### [Gegeven tekst]
++++++++++++++++++++

Leffingeleuren - Leffingeleuren: Iemand nog een pintje?

Zaal De Zwerver, Leffinge, 8 november 2008

Nog maar goed en wel in Leffinge aangekomen, kregen we al meteen een hoogtepunt voorgeschoteld. Het was immers tijd om van de camping naar ’t Hof van Commerce te wandelen, want de West-Vlaamse hiphoppers openden het festival met verve. De tent, voor driekwart gevuld, liet al meteen zien dat het optreden gesmaakt werd. Kowlier, Buyse en 4T4 zetten een prachtig setlistje neer, met toppers als Jaloes of Lop Moa Deure. Nadat de West-Vlaamse vlegels She Goes Nananana probeerden te coveren, maar schandelijk de tekst niet wisten, gingen ze maar voor een ander “nananana”, met Kom Mor Ip, waarna Gabriel Rios, tot grote verrukking van het vrouwelijke publiek, twee dagen te vroeg het podium opkwam. De Gentse Puerto Ricaan rapte vrolijk mee bij Zonder Totetrekkerie.

Leffingeleuren - Leffingeleuren: Iemand nog een pintje?

Tijdens het feestje op de weide wandelden enkele festivalgangers toch maar naar café ‘de Zwerver’, waar Rooney aan het werk was. Niet die ene supervoetballer met zijn miljoenencontract bij een topvoetbalclub, wel een band uit L.A. die de relatief volle zaal wel tevreden kon stellen met onder andere Believe In Me.

++++++++++++++++++++

### [Opdrachten]
**a)** Welk nummer probeerden de West-Vlaamse hiphoppers volgens het festivalverslag te coveren zonder de tekst te kennen?
**b)** Geef voor elke bewering aan of ze klopt met het festivalverslag, en citeer telkens de woorden uit de tekst die de doorslag geven.
(i) De tent was voor driekwart gevuld.
(ii) Gabriel Rios kwam twee dagen te laat het podium op.
(iii) Rooney is een band uit Londen.
**c)** Schrijf het festivalverslag over Leffingeleuren verder vanaf de laatste zin.
De items komen uit een andere bron.

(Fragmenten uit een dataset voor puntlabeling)
++++++++++++++++++++

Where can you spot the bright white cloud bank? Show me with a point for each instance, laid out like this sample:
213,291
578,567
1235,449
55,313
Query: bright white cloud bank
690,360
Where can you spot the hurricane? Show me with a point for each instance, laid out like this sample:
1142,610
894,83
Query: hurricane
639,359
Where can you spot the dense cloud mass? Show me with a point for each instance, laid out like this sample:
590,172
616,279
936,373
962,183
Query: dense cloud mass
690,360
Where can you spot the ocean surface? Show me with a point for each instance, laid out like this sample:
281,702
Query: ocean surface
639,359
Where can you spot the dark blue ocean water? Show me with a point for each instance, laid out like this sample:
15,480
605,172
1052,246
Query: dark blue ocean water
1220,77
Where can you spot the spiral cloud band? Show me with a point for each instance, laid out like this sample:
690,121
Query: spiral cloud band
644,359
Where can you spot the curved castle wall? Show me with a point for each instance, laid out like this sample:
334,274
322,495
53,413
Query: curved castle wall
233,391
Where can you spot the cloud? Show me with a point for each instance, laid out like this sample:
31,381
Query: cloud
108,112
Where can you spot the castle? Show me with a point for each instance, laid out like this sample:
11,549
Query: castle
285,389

++++++++++++++++++++

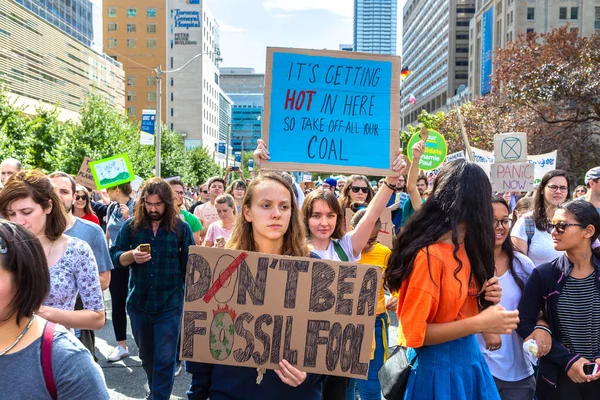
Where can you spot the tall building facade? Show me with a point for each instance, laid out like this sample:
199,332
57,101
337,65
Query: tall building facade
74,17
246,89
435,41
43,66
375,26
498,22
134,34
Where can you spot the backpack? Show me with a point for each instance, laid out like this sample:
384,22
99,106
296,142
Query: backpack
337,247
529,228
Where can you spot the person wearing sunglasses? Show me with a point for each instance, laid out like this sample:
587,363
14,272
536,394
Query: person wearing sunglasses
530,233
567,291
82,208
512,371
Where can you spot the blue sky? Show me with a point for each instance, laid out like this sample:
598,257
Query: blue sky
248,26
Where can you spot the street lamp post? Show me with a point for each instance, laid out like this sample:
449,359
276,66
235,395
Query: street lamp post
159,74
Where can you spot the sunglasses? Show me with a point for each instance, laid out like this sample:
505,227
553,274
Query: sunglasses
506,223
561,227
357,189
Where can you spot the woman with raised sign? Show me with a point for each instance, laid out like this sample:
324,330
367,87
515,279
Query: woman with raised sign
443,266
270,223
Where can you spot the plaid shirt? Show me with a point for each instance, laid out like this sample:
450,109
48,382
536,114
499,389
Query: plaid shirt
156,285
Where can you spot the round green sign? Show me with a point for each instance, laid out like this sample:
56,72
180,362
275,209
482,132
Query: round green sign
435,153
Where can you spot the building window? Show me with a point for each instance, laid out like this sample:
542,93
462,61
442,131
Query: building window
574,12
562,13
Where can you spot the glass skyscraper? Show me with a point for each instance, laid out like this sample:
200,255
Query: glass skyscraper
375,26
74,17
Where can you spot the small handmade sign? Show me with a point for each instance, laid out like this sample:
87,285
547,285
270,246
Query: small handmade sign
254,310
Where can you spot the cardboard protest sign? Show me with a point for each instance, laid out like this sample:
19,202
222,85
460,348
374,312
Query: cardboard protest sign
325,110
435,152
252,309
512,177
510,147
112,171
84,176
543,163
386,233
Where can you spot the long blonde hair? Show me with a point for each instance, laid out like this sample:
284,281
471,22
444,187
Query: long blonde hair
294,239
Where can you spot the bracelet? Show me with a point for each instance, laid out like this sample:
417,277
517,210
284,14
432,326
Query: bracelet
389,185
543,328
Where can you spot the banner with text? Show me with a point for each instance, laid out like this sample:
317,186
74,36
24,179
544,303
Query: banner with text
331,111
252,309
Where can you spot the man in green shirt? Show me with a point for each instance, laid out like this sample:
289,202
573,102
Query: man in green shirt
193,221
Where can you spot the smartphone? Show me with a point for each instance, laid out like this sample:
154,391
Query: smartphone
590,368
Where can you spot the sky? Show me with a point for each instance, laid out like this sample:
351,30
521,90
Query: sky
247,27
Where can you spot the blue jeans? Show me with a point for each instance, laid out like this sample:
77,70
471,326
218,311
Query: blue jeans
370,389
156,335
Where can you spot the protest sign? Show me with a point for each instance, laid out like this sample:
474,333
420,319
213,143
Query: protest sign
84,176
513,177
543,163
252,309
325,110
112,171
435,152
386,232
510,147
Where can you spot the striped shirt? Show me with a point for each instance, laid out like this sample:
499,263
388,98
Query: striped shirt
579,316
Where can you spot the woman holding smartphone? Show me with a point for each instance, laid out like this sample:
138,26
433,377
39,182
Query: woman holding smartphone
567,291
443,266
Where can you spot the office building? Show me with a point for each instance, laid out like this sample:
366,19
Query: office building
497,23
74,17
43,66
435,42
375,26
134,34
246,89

++++++++++++++++++++

### [Antwoorden]
**a)** She Goes Nananana.

**b)**
(i) Ja: "De tent, voor driekwart gevuld"
(ii) Nee: "twee dagen te vroeg het podium opkwam"
(iii) Nee: "wel een band uit L.A."

**c)**
Toch bleef heel wat volk in de tent, voor de vier hardrockers van The Datsuns. Het langharig tuig uit Nieuw-Zeeland zorgde voor de eerste crowdsurfers van het festival, en het publiek in de moshpit zal het ook wel gevoeld hebben. Stuck Here For Days en vooral Motherfucker From Hell mogen onthouden worden.

Wie ooit al van Baloji gehoord had, zorgde dat hij op tijd in ‘de Zwerver’ raakte, die vrijdag. Jammer genoeg kon van de Starflamrapper zelf niet hetzelfde gezegd worden. Baloji en aanhang kampten met een vertraging van een tiental minuten, al kon dat de pret niet drukken. Baloji, in maatpak, entertainde het publiek vooral met songs uit ‘Hotel Impala’, zijn nieuwe album.

De hoofdact van de avond was vast en zeker Razorlight. Johny Borrell en kompanen kwamen voor een volle tent optreden, waarvoor ze bedankten met hits als In The Morning, Golden Touch en absolute topper America. Oorverdovende riffs alom op de weide van Leffinge, terwijl Borrell, met extreem laaghangende broek, de show steelde in intussen ontbloot bovenlijf.

Het leek dan ook niet verwonderlijk dat het loeiharde El Guapo Stuntteam, net zoals het chillende Dub Pistols, dat iets later speelde, niet veel volk naar ‘Zaal de Zwerver’ konden lokken. De concurrentie van deze laatste luisterde dan ook naar de naam Discobar Galaxie. Deejays Lars Capaldi en Bobby Ewing draaiden weer feestplaatjes naar hartelust, terwijl MC Loveboat (Adriaan Van Den Hoof) het publiek leerde hoe te feesten. Dat feesten hielden erg veel mensen vol tot een gat in de nacht, waarna soms enkel een gat in het geheugen restte de volgende dag...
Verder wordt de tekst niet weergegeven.